_What the task requires_
Lay out as a numbered list the lines of the entries below, from the line containing "cap with a point." down to the line containing "(1136, 779)", both included, leaving out blank lines.

_Provided data_
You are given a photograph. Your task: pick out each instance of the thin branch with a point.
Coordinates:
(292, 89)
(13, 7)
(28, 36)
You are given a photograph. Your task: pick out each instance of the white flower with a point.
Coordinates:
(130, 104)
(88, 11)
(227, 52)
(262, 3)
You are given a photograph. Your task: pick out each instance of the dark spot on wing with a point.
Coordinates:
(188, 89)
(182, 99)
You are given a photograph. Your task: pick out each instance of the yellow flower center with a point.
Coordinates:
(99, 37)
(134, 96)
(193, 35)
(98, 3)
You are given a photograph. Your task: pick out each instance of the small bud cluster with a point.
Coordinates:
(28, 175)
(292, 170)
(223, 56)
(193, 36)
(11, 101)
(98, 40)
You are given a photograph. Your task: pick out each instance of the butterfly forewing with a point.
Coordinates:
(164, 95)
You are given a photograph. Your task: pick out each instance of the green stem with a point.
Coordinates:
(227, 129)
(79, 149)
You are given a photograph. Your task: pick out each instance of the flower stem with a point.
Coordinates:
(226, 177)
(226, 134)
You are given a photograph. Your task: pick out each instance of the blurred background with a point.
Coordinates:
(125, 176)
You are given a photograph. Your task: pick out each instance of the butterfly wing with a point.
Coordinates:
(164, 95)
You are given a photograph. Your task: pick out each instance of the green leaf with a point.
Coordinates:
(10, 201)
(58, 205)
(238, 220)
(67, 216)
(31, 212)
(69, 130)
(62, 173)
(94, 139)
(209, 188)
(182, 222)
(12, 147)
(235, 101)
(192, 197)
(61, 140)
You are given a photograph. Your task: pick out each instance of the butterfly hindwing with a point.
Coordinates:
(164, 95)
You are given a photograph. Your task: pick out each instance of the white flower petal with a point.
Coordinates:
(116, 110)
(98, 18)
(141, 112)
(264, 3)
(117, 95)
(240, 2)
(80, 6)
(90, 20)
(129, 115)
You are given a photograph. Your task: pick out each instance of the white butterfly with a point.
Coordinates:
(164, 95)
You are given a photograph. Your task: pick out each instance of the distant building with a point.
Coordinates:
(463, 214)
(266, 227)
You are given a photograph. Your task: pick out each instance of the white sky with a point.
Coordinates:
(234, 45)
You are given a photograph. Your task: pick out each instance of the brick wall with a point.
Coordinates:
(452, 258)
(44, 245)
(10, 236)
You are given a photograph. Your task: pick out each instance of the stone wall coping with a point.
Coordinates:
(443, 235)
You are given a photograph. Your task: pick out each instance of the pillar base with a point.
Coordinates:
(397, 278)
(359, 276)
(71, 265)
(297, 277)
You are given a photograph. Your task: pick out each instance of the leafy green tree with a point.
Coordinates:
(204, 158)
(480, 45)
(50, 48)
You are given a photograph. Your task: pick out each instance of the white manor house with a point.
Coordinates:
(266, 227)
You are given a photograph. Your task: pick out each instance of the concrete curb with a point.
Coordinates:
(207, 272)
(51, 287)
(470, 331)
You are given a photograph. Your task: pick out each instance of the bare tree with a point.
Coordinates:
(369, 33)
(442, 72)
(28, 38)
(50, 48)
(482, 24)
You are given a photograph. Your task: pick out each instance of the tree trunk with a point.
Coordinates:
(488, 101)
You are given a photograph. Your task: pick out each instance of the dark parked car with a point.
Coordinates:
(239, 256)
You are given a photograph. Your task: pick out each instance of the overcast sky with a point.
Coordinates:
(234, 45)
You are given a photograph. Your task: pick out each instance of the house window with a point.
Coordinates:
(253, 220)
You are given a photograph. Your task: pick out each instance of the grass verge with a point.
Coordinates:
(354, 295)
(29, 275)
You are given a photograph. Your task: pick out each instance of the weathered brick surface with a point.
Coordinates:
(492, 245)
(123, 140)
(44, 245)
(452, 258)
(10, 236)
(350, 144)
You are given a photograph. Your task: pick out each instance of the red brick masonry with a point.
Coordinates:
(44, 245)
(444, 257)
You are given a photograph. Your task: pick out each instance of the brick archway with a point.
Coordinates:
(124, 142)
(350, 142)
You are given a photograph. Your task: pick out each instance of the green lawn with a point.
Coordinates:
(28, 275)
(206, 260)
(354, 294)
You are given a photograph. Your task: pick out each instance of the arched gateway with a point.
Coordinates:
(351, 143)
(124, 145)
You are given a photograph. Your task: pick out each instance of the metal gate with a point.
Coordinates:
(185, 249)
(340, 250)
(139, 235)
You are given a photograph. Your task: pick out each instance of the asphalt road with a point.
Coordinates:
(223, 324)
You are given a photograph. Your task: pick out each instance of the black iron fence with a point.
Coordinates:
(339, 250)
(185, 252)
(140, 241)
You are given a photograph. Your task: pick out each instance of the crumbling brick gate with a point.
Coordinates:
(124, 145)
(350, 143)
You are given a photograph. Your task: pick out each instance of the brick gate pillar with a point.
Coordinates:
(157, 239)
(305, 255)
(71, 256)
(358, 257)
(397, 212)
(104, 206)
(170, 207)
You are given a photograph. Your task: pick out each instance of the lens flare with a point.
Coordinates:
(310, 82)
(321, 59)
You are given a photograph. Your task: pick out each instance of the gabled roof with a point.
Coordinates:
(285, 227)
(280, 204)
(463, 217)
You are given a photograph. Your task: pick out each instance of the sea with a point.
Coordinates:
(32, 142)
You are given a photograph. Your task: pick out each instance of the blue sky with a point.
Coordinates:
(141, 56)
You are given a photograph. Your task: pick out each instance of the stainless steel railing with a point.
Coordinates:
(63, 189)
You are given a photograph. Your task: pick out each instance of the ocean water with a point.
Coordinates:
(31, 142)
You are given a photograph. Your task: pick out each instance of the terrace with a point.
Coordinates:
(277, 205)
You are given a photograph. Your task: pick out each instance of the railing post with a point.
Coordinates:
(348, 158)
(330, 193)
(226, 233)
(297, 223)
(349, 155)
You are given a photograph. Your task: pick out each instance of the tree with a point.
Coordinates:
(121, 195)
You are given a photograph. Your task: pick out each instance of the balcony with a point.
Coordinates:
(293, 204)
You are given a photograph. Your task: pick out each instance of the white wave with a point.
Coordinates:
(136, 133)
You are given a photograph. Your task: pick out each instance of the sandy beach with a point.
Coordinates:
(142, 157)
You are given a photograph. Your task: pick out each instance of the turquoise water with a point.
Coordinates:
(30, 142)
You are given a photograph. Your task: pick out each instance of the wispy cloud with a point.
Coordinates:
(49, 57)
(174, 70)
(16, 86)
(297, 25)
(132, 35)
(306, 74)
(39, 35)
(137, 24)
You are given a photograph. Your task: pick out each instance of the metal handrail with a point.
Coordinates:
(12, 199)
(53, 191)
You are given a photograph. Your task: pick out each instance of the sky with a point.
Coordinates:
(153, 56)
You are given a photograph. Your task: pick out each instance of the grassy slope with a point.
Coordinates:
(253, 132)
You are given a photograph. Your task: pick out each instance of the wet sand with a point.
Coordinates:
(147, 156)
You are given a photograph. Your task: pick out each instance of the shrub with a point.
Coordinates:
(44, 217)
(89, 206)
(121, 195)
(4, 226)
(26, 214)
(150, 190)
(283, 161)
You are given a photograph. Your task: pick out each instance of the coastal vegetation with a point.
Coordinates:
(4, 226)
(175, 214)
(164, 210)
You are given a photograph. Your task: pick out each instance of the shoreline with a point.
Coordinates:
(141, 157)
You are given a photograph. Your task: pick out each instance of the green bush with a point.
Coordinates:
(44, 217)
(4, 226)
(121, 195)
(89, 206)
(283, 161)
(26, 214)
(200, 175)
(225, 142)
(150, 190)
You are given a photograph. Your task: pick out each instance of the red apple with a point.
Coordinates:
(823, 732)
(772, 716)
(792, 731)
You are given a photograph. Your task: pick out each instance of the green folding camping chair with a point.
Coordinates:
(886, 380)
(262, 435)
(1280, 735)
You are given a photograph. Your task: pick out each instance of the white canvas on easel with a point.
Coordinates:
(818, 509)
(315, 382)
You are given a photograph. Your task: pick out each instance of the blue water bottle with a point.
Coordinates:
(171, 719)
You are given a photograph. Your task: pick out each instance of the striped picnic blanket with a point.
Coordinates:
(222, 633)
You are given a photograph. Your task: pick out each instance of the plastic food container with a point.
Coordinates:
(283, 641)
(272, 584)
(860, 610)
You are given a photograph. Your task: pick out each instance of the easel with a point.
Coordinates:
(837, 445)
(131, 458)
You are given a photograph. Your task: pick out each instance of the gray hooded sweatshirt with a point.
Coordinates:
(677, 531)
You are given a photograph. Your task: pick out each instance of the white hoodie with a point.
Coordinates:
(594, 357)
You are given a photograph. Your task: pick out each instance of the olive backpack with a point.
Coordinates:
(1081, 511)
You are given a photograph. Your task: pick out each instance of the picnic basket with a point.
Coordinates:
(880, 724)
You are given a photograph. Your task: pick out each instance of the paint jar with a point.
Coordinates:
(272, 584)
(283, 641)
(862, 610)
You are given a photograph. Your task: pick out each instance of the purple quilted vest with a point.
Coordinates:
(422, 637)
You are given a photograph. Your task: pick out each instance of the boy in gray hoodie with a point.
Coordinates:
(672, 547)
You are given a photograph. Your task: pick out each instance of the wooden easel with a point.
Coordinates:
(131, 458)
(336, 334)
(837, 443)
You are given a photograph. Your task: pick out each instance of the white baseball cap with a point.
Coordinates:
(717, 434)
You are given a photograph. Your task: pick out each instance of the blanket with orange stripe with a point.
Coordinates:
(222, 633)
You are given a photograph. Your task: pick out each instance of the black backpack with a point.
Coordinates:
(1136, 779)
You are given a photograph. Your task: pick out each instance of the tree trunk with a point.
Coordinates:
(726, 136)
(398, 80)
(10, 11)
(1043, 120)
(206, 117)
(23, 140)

_The completed task_
1. You are given a photograph. Your task: pick out each instance of the white baseball cap with a point.
2. Coordinates:
3. (717, 434)
4. You are given a photograph. Your task: pick out each instance of the blanket with orange stripe with a point.
5. Coordinates:
6. (222, 633)
7. You are given a photograph. Your task: pick out each instance of the black backpack with a point.
8. Coordinates:
9. (1136, 779)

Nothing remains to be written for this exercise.